[start of ITEMS]
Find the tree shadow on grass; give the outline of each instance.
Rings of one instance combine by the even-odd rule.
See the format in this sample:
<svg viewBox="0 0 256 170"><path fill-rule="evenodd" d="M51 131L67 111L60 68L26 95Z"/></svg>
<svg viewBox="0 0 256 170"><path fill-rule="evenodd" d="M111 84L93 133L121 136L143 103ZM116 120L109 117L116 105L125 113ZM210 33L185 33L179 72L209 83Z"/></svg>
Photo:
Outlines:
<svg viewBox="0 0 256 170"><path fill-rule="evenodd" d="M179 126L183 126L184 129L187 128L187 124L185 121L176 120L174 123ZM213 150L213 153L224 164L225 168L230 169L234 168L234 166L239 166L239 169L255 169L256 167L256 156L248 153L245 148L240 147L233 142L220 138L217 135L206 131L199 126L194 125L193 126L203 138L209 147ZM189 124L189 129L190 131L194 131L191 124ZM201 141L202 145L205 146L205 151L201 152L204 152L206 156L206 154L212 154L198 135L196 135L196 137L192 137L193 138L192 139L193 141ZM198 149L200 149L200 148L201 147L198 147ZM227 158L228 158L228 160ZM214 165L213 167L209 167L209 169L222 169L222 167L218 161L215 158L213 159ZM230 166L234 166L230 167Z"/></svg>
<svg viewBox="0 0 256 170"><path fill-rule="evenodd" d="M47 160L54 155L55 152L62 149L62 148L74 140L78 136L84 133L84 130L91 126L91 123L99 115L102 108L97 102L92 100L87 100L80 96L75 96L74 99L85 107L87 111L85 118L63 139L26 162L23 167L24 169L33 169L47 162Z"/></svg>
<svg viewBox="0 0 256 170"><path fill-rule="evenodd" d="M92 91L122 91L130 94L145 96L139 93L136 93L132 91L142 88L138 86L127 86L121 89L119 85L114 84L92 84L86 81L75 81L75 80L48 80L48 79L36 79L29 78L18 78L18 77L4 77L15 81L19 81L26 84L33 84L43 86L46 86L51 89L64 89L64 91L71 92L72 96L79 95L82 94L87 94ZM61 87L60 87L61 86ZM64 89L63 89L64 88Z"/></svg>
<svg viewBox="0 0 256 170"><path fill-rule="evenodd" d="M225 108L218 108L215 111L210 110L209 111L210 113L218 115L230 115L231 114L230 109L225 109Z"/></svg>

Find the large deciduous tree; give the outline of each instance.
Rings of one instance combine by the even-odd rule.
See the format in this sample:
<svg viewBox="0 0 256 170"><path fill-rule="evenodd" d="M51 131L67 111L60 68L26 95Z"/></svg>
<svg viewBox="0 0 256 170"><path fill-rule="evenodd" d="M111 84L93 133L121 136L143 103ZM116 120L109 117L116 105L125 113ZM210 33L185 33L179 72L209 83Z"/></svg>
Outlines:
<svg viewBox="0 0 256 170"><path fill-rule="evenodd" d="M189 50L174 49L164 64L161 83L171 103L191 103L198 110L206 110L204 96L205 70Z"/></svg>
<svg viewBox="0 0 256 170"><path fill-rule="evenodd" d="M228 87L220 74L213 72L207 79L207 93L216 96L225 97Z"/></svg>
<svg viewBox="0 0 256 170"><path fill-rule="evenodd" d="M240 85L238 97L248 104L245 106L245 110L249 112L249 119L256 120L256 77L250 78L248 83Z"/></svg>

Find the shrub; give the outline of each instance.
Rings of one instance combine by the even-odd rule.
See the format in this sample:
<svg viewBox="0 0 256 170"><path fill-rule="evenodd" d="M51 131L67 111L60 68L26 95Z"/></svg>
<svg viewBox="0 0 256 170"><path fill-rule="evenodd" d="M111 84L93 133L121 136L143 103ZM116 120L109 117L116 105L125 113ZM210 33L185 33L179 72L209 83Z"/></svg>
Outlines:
[end of ITEMS]
- REQUEST
Lay out every line of the rows above as a numbered list, leaving out the blank lines.

- RESULT OF THIS EXERCISE
1. Find the tree shadow on grass; give the outline of each instance.
2. Rings of one instance combine by the even-odd rule.
3. See the format in this sample:
4. <svg viewBox="0 0 256 170"><path fill-rule="evenodd" d="M51 131L67 111L60 68L26 95Z"/></svg>
5. <svg viewBox="0 0 256 170"><path fill-rule="evenodd" d="M111 84L93 133L121 136L143 103ZM116 120L109 117L116 105L125 113ZM210 33L185 33L179 72L209 83Z"/></svg>
6. Photo:
7. Outlines:
8. <svg viewBox="0 0 256 170"><path fill-rule="evenodd" d="M179 126L183 126L184 129L187 128L187 124L185 121L176 120L174 123ZM213 150L213 153L224 164L225 168L230 169L234 168L234 166L239 166L239 169L255 169L256 167L256 156L248 153L245 148L240 147L233 142L220 138L217 135L206 131L199 126L194 125L193 126L203 138L209 147ZM189 124L189 129L190 131L194 131L191 124ZM201 141L202 145L205 146L205 151L201 152L204 152L206 156L206 154L212 154L198 135L196 135L196 137L192 137L193 138L192 139L193 141ZM198 149L200 149L200 148L201 147L198 147ZM227 158L228 158L228 160ZM214 165L213 167L209 167L209 169L222 169L222 167L218 161L215 158L213 159ZM230 166L234 166L230 167Z"/></svg>
9. <svg viewBox="0 0 256 170"><path fill-rule="evenodd" d="M47 160L54 155L55 152L62 149L62 148L74 140L78 136L84 133L84 130L91 126L91 123L99 115L102 108L97 102L92 100L87 100L80 96L75 96L74 99L85 107L87 111L85 118L63 139L26 162L23 167L24 169L33 169L47 162Z"/></svg>
10. <svg viewBox="0 0 256 170"><path fill-rule="evenodd" d="M92 91L122 91L130 94L145 96L139 93L136 93L132 91L142 88L138 86L127 86L121 89L119 85L114 84L92 84L86 81L75 81L75 80L48 80L48 79L36 79L29 78L18 78L18 77L4 77L15 81L19 81L26 84L33 84L43 86L46 86L51 89L64 89L64 91L71 92L72 96L79 95L82 94L87 94ZM61 87L60 87L61 86ZM64 89L63 89L64 88Z"/></svg>
11. <svg viewBox="0 0 256 170"><path fill-rule="evenodd" d="M225 108L218 108L215 111L210 110L209 111L210 113L218 115L230 115L231 114L230 109L225 109Z"/></svg>
12. Find the large deciduous tree; give the outline of each instance.
13. Rings of one instance combine by the even-odd rule.
14. See the format in this sample:
15. <svg viewBox="0 0 256 170"><path fill-rule="evenodd" d="M51 131L67 111L60 68L26 95Z"/></svg>
16. <svg viewBox="0 0 256 170"><path fill-rule="evenodd" d="M111 84L93 133L121 136L143 103ZM116 120L109 117L116 105L125 113ZM210 33L185 33L179 72L209 83Z"/></svg>
17. Outlines:
18. <svg viewBox="0 0 256 170"><path fill-rule="evenodd" d="M189 50L174 49L164 64L161 83L171 103L191 103L198 110L206 110L204 96L205 70Z"/></svg>
19. <svg viewBox="0 0 256 170"><path fill-rule="evenodd" d="M228 87L220 74L213 72L207 79L207 93L216 96L225 97Z"/></svg>
20. <svg viewBox="0 0 256 170"><path fill-rule="evenodd" d="M240 85L238 97L248 104L245 106L245 110L249 112L249 119L256 120L256 77L250 78L248 83Z"/></svg>
21. Find the shrub; give the outline of each instance.
22. Rings of one instance combine by the even-odd rule.
23. See the format in this sample:
24. <svg viewBox="0 0 256 170"><path fill-rule="evenodd" d="M51 131L67 111L60 68L26 95Z"/></svg>
25. <svg viewBox="0 0 256 170"><path fill-rule="evenodd" d="M111 84L93 133L121 136L143 103ZM116 120L109 117L116 105L125 113ZM210 33L185 33L179 72L209 83Z"/></svg>
26. Outlines:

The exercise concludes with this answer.